(REQUIREMENT 1): According to the Intel stock analysis, what dividend payout ratio from free cash flow does Intel target?
(REQUIREMENT 2): Quote the Intel stock analysis word for word, beginning at the words "Earnings and Dividends" and stopping after "ratio from EPS.".

(SOURCE EXTRACT):
####################
Intel Corporation (INTC), the largest producer of advanced processors, has transitioned to being a dividend and value stock over the last several years.
- Seven Year Revenue Growth Rate: 6.7%
- Seven Year EPS Growth Rate: 10.8%
- Dividend Yield: 3.03%
- Balance Sheet: Very Strong
Overall, I think that the risks to Intel appear to be factored into the valuation, and that the fair Intel stock value is at or above the current price in the mid-to-high $20s. I find that the growth opportunities, coupled with the fairly low stock valuation, outweigh the risks associated with the company's lack of mobile exposure and competition from ARM Holdings.
Intel Corporation, founded in 1968, is the largest semiconductor company in the world. The company's products are mainly processors, but also include chipsets, motherboards, memory, software, and other elements. The company has market share dominance in server computing and personal computing, but its processors have not been particularly energy efficient, and so it is ARM Holdings (ARMH), rather than Intel, that has the dominant position in smart phone and tablet processors.
Geographically, over two-thirds of Intel revenue comes from Asia/Pacific, while the rest comes mainly from the Americas and Europe. By segment, nearly three-quarters of revenue comes from the PC client group (which is the area facing the most scrutiny for lack of growth, at least in developed markets), another fifth or so comes from the data center group (which has solid growth prospects), and the remainder comes from elsewhere.
- Price to Earnings: 11.6
- Price to Free Cash Flow: 14.6
- Price to Book: 3.3
- Return on Equity: 27%
Revenue and Free Cash Flow
Click to enlarge
Intel has been in a period of erratic growth. Between 2004 and 2011, the company grew revenue by an annualized rate of over 6.7%, and free cash flow by an annualized rate of less than 2%.
Earnings and Dividends
Intel has similarly had erratic earnings growth over this period, but averaged an annualized EPS growth rate of 10.8%.
The company consistently grew dividends every year without fail in this period, and averaged an annualized dividend growth of over 25%. The most recent quarterly increase in the period was 18%. Intel has stated that it targets a 40% dividend payout ratio from free cash flow, and expects to grow the dividend at approximately the same pace as EPS, which is a more realistic and sustainable dividend growth rate going forward. The high dividend growth rate up to this point was due to the dividend catching up to a reasonable payout ratio from EPS.
The current dividend payout ratio from earnings is a bit under 35%, and the dividend yield is 3.03%. This is a rather high dividend yield for the technology sector, and the company’s consistent stretch of dividend growth is becoming rather mature.
Intel also typically spends considerably more on net share repurchases than dividends, which reduces the number of shares and increases the value of each share. Considering that Intel is a tech company, has a 3+% yield, and is at a reasonable stock valuation, I find this to be acceptable. Sending much of the free cash flow back to shareholders makes per-share growth more predictable.
####################
(DATA LISTING):
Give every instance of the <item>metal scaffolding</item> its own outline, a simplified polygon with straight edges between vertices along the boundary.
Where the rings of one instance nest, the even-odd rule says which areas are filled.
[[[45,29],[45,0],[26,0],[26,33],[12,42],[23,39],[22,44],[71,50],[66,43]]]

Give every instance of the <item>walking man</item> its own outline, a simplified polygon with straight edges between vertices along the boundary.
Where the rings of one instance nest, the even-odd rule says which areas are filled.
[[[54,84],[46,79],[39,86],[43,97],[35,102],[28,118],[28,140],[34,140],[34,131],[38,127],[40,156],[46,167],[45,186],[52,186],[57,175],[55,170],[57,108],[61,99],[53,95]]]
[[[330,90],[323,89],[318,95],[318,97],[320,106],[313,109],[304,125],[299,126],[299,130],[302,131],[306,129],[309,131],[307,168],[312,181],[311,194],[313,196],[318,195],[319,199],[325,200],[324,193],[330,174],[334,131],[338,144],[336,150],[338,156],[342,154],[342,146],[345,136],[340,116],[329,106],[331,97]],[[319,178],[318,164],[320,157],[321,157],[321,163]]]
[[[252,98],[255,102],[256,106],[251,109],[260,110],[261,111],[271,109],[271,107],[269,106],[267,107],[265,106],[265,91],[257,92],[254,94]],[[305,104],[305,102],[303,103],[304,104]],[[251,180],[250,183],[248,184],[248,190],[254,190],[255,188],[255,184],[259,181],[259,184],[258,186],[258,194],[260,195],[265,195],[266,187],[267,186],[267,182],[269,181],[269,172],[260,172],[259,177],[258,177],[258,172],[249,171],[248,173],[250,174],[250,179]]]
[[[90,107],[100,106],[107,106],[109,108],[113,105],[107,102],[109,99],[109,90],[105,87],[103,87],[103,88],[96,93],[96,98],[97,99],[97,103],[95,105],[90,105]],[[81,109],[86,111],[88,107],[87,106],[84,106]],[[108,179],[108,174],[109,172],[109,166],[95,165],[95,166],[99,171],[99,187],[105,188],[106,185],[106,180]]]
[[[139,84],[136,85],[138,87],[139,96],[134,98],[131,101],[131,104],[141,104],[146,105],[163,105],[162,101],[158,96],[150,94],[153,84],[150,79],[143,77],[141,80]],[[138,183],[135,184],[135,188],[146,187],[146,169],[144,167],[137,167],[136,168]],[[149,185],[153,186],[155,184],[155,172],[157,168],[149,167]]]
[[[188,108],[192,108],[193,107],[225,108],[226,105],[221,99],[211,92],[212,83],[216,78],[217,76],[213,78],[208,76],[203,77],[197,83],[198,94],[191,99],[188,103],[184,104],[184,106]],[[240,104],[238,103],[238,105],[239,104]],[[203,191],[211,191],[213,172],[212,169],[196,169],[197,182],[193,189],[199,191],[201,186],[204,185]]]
####################
(EXPECTED ANSWER 1): 40%

(EXPECTED ANSWER 2):
Earnings and Dividends
Intel has similarly had erratic earnings growth over this period, but averaged an annualized EPS growth rate of 10.8%.
The company consistently grew dividends every year without fail in this period, and averaged an annualized dividend growth of over 25%. The most recent quarterly increase in the period was 18%. Intel has stated that it targets a 40% dividend payout ratio from free cash flow, and expects to grow the dividend at approximately the same pace as EPS, which is a more realistic and sustainable dividend growth rate going forward. The high dividend growth rate up to this point was due to the dividend catching up to a reasonable payout ratio from EPS.